# Supplied text start

Hush Don’t Cry
Childhood’s End
By Arthur C. Clarke
Arthur C. Clarke’s 1953 Childhood’s End1 is a near-future novel about human destiny.
1985: the world is on the brink of determining whether democracy’s Nazi rocket scientists are better than Communism’s Nazi rocket scientists… when the question suddenly becomes moot. Vast alien starships appear over humanity’s cities. The Earth and all on it are now under the rule of the Overlords.
What horrific purpose have the aliens in mind for their human subjects? And why will they not reveal their true form to humans?
The tale is told in three sections.
Earth and the Overlords
The Overlords have relentlessly forced on humanity measures designed to improve the day-to-day quality of life for humans and animals. Ethnic minorities may not be persecuted, animal cruelty is banned, and nation-states are amalgamated into sensible administrative domains.
Naturally, plucky humans resist being ruled for their own good.
The Overlords themselves are out of reach. The brave freedom fighters of the Freedom League settle for kidnapping UN Secretary General Stormgren, hoping to bring pressure on Karellen, the Overlord Supervisor for Earth. The hidden Overlords will be forced to accede to Freedom League demands!
This ingenious scheme is, of course, doomed to fail.
The plan does move Stormgren to wonder just what the Overlords look like. Unlike the Freedom League , Stormgren has both means and opportunity to make a try at finding out.
The Golden Age
The Overlords gave humans peace, prosperity, and integration. The whole planet is one peaceful middle-class world in which every person is free to marry whom they like2, live where they like, and pursue any occupation they like… within certain limits.

# Supplied text end

Goal 1
Reproduce, word for word, the stretch of the Childhood's End review from "Hush Don’t Cry" through "of the Overlords.".
Goal 2
According to the Childhood's End review, what is every person free to do in the world of the Golden Age? List each freedom.

# Dataset rows start

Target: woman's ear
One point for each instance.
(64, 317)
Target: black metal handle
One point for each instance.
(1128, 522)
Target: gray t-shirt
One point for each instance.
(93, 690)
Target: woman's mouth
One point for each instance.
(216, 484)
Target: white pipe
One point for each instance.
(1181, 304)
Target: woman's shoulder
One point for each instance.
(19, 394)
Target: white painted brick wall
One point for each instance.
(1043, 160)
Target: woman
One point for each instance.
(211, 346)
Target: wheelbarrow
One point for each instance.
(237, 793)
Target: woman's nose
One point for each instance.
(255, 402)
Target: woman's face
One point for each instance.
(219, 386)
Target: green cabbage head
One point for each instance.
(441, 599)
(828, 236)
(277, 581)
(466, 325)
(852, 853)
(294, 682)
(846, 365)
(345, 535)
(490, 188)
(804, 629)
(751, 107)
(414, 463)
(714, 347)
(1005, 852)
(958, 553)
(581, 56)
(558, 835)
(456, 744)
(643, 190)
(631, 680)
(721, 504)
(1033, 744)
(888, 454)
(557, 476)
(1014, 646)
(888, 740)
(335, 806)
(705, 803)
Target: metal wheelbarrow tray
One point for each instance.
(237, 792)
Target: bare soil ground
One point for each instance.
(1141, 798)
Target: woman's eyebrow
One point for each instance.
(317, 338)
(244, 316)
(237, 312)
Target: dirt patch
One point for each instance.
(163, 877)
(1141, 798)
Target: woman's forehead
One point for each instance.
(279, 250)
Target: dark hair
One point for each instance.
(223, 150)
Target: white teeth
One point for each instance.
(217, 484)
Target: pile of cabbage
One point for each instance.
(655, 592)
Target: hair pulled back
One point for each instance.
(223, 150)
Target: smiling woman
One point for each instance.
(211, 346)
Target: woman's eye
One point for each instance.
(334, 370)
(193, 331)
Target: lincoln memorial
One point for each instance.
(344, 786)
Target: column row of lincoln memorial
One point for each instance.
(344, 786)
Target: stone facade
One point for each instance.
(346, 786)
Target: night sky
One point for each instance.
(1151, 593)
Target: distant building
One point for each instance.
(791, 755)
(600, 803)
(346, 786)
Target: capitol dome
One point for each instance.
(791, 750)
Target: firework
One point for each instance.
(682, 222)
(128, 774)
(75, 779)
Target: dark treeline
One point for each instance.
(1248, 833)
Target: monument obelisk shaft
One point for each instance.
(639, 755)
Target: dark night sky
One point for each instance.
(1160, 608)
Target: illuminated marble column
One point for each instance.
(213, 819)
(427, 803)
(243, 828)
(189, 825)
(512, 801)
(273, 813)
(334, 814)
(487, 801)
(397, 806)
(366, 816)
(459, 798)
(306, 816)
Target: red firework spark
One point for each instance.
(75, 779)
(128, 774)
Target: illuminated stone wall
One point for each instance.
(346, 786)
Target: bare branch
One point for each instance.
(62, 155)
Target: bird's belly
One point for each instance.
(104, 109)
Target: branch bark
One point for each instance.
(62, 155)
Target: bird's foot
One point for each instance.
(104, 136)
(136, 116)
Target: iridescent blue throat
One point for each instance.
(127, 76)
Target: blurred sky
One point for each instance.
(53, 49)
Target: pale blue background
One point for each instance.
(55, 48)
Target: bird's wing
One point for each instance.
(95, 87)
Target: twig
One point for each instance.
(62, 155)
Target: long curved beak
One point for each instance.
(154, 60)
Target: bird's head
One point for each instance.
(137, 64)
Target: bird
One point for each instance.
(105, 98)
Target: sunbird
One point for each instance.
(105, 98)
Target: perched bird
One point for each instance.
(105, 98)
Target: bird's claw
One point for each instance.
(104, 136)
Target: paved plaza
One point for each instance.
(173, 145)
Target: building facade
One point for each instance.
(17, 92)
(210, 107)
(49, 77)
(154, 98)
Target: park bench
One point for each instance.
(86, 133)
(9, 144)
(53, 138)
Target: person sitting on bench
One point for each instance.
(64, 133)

# Dataset rows end

Task response 1
Hush Don’t Cry
Childhood’s End
By Arthur C. Clarke
Arthur C. Clarke’s 1953 Childhood’s End1 is a near-future novel about human destiny.
1985: the world is on the brink of determining whether democracy’s Nazi rocket scientists are better than Communism’s Nazi rocket scientists… when the question suddenly becomes moot. Vast alien starships appear over humanity’s cities. The Earth and all on it are now under the rule of the Overlords.

Task response 2
- Marry whom they like
- Live where they like
- Pursue any occupation they like